[Request 1]
Set down the Touch Me review word for word, everything from "Touch Me kicks" down to "his own shame.".
[Request 2]
Does each statement below agree with the Touch Me review? Answer yes or no for each, and quote the deciding words from the review.
(a) Joey's opening monologue runs eight minutes in a single take.
(b) Heinmann said at the premiere that the film is for everyone.
(c) Craig is played by Jordan Gavaris.
[Request 3]
How would the Touch Me review go on? Write the next part, picking up right after its last sentence.

[Document section]
Sundance ‘25: Touch Me
Now, let’s preface that this movie is not for everyone. As writer/director Addison Heinmann put it at the film’s premiere at the Sundance Film Festival, with a jumping high kick no less: “It’s for the weirdos!” And boy is he right. Touch Me is for the weirdos who want to be shocked and confronted with a deliciously campy, sensory overload fever dream that happens to include a few hentai scenes. Oh, and it’s a very horny movie. If Heinmann’s goal was to put tentacle porn into the mainstream, well, Sundance is certainly a place to make it happen.
Touch Me kicks off with an eight-minute, one-take monologue from Joey (a brilliantly deadpan Olivia Taylor Dudley) summarizing what other filmmakers would’ve made into a full feature. Girl meets alien, girl falls in love, girl gets addicted to tentacle sex, tentacle sex becomes too much, girl escapes and finds independence. But Heinman decides to make a full film’s plot simply the prologue, and in essence keys us into the hidden mysteries of his world and the withdrawal following Joey around. With a mix of addiction recovery and arrested development, Joey is trying (read, failing) to get her life back on track, not without the help of her codependent, messy BFF Craig (a hyperkinetic Jordan Gavaris), who showers her with a safe haven, endless vapes and his own shame.

[Extracted information]
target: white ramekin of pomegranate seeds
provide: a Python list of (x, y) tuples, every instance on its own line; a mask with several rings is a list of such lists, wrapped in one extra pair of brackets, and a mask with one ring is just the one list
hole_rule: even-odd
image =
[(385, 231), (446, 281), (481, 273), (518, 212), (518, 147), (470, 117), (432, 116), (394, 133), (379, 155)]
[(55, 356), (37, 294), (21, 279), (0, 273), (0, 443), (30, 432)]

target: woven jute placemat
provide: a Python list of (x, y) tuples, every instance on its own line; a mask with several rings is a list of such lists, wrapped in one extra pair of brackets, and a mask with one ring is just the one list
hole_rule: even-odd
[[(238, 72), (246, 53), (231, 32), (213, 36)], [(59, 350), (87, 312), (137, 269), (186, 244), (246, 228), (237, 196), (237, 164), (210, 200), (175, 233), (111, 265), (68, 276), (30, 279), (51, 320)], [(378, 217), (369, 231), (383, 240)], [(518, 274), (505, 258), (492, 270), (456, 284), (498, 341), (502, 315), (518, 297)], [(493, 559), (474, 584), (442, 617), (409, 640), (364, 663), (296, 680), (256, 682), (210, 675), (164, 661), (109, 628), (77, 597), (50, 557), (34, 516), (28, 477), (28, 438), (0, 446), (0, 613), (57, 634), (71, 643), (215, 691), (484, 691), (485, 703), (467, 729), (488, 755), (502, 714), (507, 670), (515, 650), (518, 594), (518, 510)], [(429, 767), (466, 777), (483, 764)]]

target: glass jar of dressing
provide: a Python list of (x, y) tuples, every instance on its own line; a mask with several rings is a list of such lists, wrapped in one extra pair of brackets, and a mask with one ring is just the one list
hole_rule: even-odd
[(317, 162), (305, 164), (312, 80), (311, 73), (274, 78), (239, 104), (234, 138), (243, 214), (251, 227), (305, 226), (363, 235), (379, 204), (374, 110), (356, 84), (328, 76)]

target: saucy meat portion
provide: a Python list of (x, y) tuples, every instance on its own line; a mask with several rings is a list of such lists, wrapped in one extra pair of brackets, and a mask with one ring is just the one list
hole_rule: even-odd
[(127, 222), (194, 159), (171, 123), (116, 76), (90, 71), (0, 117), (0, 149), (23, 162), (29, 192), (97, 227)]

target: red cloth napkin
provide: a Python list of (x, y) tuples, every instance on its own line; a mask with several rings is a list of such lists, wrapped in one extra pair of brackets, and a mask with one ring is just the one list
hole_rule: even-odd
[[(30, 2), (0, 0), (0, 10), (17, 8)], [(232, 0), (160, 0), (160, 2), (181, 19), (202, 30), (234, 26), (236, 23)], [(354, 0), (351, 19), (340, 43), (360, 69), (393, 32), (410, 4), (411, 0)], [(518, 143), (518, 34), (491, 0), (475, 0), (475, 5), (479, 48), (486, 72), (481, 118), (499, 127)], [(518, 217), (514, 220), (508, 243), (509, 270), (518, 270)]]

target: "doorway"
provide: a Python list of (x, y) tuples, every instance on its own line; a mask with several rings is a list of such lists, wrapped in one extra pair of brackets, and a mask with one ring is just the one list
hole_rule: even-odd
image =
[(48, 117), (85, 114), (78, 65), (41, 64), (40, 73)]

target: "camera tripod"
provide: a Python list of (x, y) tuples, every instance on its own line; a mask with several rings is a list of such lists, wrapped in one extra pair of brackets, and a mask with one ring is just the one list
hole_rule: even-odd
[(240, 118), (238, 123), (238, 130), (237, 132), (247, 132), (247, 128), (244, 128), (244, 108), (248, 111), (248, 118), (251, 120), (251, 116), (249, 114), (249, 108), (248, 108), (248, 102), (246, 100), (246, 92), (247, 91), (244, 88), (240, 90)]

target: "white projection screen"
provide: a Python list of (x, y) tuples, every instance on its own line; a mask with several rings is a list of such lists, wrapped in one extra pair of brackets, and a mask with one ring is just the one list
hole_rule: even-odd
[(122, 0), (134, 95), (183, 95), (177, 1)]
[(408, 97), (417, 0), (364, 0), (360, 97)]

[Output 1]
Touch Me kicks off with an eight-minute, one-take monologue from Joey (a brilliantly deadpan Olivia Taylor Dudley) summarizing what other filmmakers would’ve made into a full feature. Girl meets alien, girl falls in love, girl gets addicted to tentacle sex, tentacle sex becomes too much, girl escapes and finds independence. But Heinman decides to make a full film’s plot simply the prologue, and in essence keys us into the hidden mysteries of his world and the withdrawal following Joey around. With a mix of addiction recovery and arrested development, Joey is trying (read, failing) to get her life back on track, not without the help of her codependent, messy BFF Craig (a hyperkinetic Jordan Gavaris), who showers her with a safe haven, endless vapes and his own shame.

[Output 2]
(a) Yes: "an eight-minute, one-take monologue"
(b) No: "It’s for the weirdos!"
(c) Yes: "Craig (a hyperkinetic Jordan Gavaris)"

[Output 3]
It’s not long before the two adults run away from a plumbing mishap and into the arms of Brian the alien, played by Lou Talyor Pucci with all the wit, sorrow, manipulation, and pity that an alien would learn from watching a reality TV show. When we first meet Brian, he’s doing a meditative breakdance ritual in a velvety purple tracksuit with flowing black hair (one can’t help but think of Jared Leto’s narcissistic culty-event back in 2020). Anyone who parades like Jesus—even a gyrating, ripped, chicken nugget-eating Jesus—can’t be a good sign.
Joey falls back into her drug: the healing touch of Brian and the sensual pleasure of his tentacles. And soon, so does Craig, overwhelmed by the alien’s beauty and overly curious if Joey’s hentai stories are true. An alien-human throuple begins, or as Brian calls it “interspecies intercourse,” and the bloody, horny, drama takes flight.
As with most horror movies and erotic thrillers, the sex is hiding something. It hides the truth we escape from, the truth hidden behind fleeting bliss. Heinmann doesn’t hold back showing the faults of our characters. It’s refreshing to see a filmmaker dive straight into their characters’ psyches, making audiences see the most unlikable versions of themselves on screen. Joey and Craig learn this the hard way—with a few splatterings of blood—and they must look past their own self-hatred, addictions, and enabling tendencies to either succumb to Brian’s alluring touch or dig themselves out of their own graves.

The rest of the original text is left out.